* **Reading passage**:
***

One risk is that Fonterra’s farmer-shareholders may see this as their company investing in a competitor. While Motif will not make liquid milk alternatives, it plans to create ingredients that would normally come from milk. That may create a perception that the co-op risks under-cutting its ingredients business. Swales says: «No. Because at the end of the day the market’s going to grow by two billion extra people and not everyone can afford the highest quality ingredients. As consumers change, this is a way too meet growth, not eat into our core markets. We want to be able to explain to customers the difference between the two and why New Zealand’s [grass-fed dairy] with its nutritional profile is best you can get…and not be defensive about this new nutrition.»

Motif is a spin-off bio-engineering business founded by a fast-growing Boston-based biotech company called Ginkgo Bioworks. Gingko’s other projects include creating genetically-engineered mammal cells for pharmaceutical research, growing cannabis extracts in the lab from genetically-modified yeast, and using microbes to cultivate sugars found in human breast milk for adding to infant formula, among other things.

Fonterra had previously been accused of underestimating the threat from alternative proteins’ growing popularity. When the former PM’s chief science adviser Sir Peter Gluckman stressed the growing threat to New Zealand’s exports from new food technologies, Fonterra responded with a statement stressing that cow milk’s nutritional profile would be “almost impossible” to manufacture.

The statement added that Fonterra was “keeping tabs” on alternative foods. That was in late 2017. Swales said today that the company never had its «head in the sand», it was just waiting for the right opportunity. «A few years ago this probably sounded like sci-fi,» she said.

***

[Lines contained in a dataset]
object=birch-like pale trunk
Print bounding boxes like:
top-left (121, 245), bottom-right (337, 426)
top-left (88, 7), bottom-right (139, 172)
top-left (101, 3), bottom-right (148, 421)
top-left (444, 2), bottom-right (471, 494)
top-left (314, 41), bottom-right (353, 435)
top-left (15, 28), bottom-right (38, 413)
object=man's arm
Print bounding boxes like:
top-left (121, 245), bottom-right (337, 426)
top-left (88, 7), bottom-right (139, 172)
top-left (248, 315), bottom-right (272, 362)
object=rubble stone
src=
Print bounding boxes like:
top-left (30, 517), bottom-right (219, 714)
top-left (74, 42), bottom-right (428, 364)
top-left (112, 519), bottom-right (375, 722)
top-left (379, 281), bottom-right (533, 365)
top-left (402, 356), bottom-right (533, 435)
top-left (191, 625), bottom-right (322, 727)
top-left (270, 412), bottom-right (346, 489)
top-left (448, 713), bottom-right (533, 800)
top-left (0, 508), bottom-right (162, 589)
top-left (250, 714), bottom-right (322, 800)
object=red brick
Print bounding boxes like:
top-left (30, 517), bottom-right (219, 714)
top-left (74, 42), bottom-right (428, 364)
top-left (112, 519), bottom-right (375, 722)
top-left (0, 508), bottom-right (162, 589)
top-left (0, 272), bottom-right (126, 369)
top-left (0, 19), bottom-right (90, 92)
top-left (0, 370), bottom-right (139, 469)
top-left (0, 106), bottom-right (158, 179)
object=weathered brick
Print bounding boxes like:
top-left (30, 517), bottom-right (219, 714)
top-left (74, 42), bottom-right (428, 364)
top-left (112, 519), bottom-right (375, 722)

***

* **Prompt 1**:
Answer these questions using the passage on Fonterra and Motif:
(a) Which company founded Motif?
(b) Who stressed the growing threat that new food technologies posed to New Zealand's exports?
(c) When did Fonterra say it was "keeping tabs" on alternative foods?
* **Prompt 2**: Copy out everything in the passage on Fonterra and Motif from "Motif is a spin-off" down to "among other things.".
The dataset lines are separate material, unrelated to the passage on Fonterra and Motif.

* **Written reply 1**:
(a) Ginkgo Bioworks, a fast-growing Boston-based biotech company.
(b) Sir Peter Gluckman, the former PM's chief science adviser.
(c) In late 2017.

* **Written reply 2**:
Motif is a spin-off bio-engineering business founded by a fast-growing Boston-based biotech company called Ginkgo Bioworks. Gingko’s other projects include creating genetically-engineered mammal cells for pharmaceutical research, growing cannabis extracts in the lab from genetically-modified yeast, and using microbes to cultivate sugars found in human breast milk for adding to infant formula, among other things.